** start MATERIAL TO PROCESS **

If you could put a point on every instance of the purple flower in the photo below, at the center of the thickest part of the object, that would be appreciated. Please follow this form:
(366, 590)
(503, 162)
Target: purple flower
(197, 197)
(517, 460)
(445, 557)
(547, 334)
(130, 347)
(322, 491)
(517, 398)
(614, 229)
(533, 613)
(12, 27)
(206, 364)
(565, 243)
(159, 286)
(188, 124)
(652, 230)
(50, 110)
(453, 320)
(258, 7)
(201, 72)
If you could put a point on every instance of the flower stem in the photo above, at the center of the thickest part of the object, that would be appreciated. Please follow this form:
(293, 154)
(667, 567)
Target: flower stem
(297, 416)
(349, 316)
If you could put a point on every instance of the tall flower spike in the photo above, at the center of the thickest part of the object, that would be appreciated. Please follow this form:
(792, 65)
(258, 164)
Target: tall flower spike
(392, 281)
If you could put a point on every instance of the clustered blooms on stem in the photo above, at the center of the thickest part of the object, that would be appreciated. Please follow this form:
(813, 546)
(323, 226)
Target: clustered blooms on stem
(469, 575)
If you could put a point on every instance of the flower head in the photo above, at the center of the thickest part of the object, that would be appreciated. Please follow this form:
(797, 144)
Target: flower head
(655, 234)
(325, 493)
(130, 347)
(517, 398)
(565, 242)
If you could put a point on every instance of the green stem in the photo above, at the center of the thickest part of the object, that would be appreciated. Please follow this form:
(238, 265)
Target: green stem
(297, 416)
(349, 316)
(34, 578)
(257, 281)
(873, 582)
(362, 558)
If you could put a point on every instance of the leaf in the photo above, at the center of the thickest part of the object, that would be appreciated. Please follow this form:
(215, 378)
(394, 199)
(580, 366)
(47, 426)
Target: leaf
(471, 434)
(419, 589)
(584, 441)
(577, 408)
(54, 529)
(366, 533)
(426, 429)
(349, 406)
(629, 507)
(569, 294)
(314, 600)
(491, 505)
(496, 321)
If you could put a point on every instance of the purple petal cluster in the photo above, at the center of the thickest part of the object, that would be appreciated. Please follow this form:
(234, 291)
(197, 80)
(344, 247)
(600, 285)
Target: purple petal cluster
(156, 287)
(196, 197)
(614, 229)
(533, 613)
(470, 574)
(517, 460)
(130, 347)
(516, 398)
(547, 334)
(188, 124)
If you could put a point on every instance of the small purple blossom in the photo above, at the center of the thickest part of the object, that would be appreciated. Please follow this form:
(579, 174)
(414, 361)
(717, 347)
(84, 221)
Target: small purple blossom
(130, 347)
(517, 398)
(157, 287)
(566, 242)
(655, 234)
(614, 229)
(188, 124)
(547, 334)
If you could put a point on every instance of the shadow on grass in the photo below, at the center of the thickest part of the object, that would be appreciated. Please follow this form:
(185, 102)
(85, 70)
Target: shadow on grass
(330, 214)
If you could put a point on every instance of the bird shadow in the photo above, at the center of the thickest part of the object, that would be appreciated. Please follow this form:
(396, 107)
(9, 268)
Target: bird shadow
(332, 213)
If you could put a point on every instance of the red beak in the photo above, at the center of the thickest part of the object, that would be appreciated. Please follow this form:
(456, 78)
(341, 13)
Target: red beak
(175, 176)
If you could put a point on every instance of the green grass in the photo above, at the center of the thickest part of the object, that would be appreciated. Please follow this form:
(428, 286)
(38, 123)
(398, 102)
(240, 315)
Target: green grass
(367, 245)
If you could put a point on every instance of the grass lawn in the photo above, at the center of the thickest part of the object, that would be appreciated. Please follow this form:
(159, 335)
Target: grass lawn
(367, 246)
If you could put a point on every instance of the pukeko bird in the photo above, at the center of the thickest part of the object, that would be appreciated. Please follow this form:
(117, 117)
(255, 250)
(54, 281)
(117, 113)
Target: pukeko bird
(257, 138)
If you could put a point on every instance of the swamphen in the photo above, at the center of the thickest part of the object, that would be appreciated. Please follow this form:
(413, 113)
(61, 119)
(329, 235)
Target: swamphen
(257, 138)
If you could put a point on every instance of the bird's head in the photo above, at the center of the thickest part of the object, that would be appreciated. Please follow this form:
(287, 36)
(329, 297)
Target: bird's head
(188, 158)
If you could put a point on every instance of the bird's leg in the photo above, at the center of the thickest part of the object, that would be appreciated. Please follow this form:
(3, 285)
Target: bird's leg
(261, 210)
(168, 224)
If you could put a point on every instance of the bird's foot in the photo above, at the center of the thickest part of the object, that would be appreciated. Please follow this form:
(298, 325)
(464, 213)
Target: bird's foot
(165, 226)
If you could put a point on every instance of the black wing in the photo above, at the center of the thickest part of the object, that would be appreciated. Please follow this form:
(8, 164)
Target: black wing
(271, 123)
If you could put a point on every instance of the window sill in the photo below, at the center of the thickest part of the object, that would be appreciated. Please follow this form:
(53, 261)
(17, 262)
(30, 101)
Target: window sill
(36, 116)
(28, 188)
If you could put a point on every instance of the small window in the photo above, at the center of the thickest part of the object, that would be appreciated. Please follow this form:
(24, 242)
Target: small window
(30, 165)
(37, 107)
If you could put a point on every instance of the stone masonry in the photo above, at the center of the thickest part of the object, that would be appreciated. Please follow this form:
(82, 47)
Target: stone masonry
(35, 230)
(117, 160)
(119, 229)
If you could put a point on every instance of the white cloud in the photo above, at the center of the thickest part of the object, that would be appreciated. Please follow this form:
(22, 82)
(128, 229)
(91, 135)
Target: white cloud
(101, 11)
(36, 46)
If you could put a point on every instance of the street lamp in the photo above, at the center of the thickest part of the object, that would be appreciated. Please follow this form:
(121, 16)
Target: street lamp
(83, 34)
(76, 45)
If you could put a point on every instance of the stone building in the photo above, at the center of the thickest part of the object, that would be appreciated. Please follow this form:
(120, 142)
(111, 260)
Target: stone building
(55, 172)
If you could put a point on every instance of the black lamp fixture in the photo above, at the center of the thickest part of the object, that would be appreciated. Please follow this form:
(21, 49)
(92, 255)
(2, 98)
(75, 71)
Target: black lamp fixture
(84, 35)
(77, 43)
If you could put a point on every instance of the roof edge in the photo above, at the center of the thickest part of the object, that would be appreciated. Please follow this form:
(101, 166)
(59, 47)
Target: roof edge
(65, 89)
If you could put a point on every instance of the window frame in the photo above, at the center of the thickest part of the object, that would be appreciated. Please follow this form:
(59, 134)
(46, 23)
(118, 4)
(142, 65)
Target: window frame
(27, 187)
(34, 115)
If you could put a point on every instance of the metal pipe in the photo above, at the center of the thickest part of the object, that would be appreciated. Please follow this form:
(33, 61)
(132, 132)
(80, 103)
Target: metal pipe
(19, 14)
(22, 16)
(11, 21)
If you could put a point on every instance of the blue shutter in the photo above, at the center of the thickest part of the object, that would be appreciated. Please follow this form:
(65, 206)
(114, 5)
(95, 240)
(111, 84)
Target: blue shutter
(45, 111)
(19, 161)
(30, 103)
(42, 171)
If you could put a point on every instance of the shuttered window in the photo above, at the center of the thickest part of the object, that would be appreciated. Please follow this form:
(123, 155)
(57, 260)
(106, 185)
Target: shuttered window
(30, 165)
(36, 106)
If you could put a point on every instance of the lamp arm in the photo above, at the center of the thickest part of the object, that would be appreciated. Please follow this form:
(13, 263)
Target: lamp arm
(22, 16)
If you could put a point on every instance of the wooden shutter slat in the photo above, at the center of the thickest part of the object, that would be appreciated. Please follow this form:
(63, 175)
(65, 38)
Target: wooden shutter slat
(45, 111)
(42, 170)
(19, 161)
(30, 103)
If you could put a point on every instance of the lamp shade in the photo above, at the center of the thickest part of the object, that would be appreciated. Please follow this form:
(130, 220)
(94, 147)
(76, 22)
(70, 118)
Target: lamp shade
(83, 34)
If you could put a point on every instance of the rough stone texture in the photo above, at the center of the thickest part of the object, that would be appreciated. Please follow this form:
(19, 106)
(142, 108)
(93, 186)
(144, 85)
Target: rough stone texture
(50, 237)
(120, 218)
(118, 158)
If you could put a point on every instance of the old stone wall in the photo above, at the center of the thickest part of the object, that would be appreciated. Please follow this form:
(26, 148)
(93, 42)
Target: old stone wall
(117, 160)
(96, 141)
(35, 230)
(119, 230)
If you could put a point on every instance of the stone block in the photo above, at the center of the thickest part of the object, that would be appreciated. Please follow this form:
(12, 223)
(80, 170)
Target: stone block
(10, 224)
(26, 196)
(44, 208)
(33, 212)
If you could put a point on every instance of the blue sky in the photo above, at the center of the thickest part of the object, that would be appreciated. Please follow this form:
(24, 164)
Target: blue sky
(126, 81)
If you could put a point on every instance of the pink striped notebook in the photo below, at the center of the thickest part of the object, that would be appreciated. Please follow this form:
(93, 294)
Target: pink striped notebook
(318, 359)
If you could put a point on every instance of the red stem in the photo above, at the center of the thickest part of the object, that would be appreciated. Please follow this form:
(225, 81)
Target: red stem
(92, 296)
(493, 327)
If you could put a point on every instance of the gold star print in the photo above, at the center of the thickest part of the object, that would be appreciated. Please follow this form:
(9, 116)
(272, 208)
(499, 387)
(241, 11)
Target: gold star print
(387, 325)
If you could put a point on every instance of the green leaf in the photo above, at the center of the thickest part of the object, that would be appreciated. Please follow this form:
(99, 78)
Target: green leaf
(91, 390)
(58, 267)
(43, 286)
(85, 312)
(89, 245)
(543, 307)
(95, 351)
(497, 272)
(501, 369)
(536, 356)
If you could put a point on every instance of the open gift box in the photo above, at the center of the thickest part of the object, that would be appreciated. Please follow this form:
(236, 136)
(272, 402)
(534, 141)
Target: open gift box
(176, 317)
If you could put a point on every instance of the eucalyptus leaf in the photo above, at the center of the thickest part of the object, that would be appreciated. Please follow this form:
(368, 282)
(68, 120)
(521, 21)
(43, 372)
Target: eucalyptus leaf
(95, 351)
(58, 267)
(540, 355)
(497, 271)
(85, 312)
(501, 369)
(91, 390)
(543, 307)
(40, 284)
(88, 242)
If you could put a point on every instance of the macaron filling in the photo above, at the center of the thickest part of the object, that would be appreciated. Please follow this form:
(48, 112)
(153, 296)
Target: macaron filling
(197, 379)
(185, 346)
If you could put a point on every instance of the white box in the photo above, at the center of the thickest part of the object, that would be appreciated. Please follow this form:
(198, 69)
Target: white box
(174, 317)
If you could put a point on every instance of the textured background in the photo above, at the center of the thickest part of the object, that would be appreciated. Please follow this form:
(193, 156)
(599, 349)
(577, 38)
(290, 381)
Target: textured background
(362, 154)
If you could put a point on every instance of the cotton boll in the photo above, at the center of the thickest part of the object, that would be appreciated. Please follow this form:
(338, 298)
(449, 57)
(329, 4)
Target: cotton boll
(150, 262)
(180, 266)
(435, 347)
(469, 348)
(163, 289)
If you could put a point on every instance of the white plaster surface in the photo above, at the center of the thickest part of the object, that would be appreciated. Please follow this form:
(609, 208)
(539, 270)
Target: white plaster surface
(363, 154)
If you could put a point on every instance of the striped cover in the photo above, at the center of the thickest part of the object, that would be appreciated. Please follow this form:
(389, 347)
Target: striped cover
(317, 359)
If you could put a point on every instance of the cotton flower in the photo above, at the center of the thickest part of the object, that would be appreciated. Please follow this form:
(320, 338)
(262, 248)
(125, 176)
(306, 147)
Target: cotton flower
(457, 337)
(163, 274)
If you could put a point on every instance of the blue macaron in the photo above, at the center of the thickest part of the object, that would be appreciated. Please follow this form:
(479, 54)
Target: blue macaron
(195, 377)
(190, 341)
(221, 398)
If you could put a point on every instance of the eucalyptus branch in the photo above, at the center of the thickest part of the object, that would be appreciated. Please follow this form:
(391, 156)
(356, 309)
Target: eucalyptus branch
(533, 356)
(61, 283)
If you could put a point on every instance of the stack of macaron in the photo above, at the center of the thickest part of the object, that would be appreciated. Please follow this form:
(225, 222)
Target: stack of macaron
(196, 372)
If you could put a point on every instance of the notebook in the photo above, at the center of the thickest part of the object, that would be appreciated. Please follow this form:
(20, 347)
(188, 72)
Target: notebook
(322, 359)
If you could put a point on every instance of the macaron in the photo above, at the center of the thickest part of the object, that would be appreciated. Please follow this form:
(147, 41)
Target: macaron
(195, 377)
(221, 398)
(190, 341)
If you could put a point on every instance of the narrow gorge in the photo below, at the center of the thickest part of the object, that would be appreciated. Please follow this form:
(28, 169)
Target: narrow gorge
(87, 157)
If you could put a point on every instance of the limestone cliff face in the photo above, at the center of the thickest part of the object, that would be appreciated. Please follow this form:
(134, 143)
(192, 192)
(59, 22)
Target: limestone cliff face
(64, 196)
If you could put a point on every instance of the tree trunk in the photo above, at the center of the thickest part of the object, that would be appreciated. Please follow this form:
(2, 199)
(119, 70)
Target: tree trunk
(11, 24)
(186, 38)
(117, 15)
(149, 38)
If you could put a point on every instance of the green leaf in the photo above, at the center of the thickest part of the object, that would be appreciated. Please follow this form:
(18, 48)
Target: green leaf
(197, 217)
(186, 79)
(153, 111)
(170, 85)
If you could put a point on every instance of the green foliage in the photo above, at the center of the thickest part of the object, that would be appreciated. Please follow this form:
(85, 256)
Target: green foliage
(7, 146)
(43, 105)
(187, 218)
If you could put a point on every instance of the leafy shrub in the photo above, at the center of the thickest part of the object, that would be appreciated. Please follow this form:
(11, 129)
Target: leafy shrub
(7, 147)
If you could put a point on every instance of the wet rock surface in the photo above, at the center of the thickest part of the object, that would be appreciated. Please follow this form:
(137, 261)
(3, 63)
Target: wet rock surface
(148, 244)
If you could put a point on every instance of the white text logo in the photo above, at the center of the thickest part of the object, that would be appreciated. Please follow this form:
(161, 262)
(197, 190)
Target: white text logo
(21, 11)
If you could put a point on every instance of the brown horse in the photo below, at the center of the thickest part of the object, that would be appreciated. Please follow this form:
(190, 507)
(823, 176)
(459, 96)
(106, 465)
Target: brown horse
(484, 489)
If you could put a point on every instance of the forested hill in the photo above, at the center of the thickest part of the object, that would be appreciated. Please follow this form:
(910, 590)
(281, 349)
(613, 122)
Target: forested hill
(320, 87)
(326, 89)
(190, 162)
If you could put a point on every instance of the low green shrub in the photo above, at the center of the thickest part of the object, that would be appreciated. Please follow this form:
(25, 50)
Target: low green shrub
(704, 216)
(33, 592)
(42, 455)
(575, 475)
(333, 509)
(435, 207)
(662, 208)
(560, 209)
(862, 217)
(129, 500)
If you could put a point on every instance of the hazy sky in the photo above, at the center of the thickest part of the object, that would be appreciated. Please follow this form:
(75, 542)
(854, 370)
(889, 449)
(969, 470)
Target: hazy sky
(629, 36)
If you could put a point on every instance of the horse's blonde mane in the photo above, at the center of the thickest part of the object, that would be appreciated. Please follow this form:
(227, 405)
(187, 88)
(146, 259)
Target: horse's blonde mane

** end MATERIAL TO PROCESS **

WHAT THE TASK REQUIRES
Print again the material above, limited to the lines from the one holding "the green foliage" through the last, inclusive.

RESULT
If you could put a point on every instance of the green foliage in the photo above, at the center of the thickest part of the object, that would be appreciated. Please follow this form:
(85, 256)
Target: green foliage
(7, 146)
(43, 105)
(187, 218)
If you could put a point on every instance of the leafy shrub in the photo above, at the center of the thickest part of the object, that would be appreciated. Please follow this form:
(11, 129)
Target: leafy shrub
(7, 147)
If you could put a point on every instance of the wet rock surface in the photo above, at the center of the thickest part of the object, that would be appreciated. Please follow this form:
(137, 261)
(3, 63)
Target: wet rock surface
(148, 244)
If you could put a point on every instance of the white text logo in the photo above, at the center of the thickest part of the object, that would be appreciated. Please follow this form:
(161, 262)
(197, 190)
Target: white text logo
(21, 11)
If you could put a point on every instance of the brown horse in the photo below, at the center of the thickest part of the object, that would be appreciated. Please follow this form:
(190, 507)
(823, 176)
(459, 96)
(106, 465)
Target: brown horse
(484, 489)
If you could put a point on every instance of the forested hill in the photo above, at the center of the thickest part of the object, that would be appreciated. Please follow this form:
(910, 590)
(281, 349)
(613, 122)
Target: forested hill
(320, 87)
(326, 89)
(190, 162)
If you could put a point on every instance of the low green shrub in the photo above, at the center of the thickest part of the object, that would be appreciated. Please follow this form:
(25, 50)
Target: low green shrub
(704, 216)
(33, 592)
(42, 455)
(575, 475)
(333, 509)
(435, 207)
(662, 208)
(560, 209)
(862, 217)
(129, 500)
If you could put a point on every instance of the hazy sky in the photo above, at the center of the thickest part of the object, that would be appreciated. Please follow this form:
(75, 542)
(854, 370)
(889, 449)
(969, 470)
Target: hazy sky
(629, 36)
If you could put a point on every instance of the horse's blonde mane in the photo above, at the center of the thickest part of the object, that would be appreciated. Please follow this form:
(227, 405)
(187, 88)
(146, 259)
Target: horse's blonde mane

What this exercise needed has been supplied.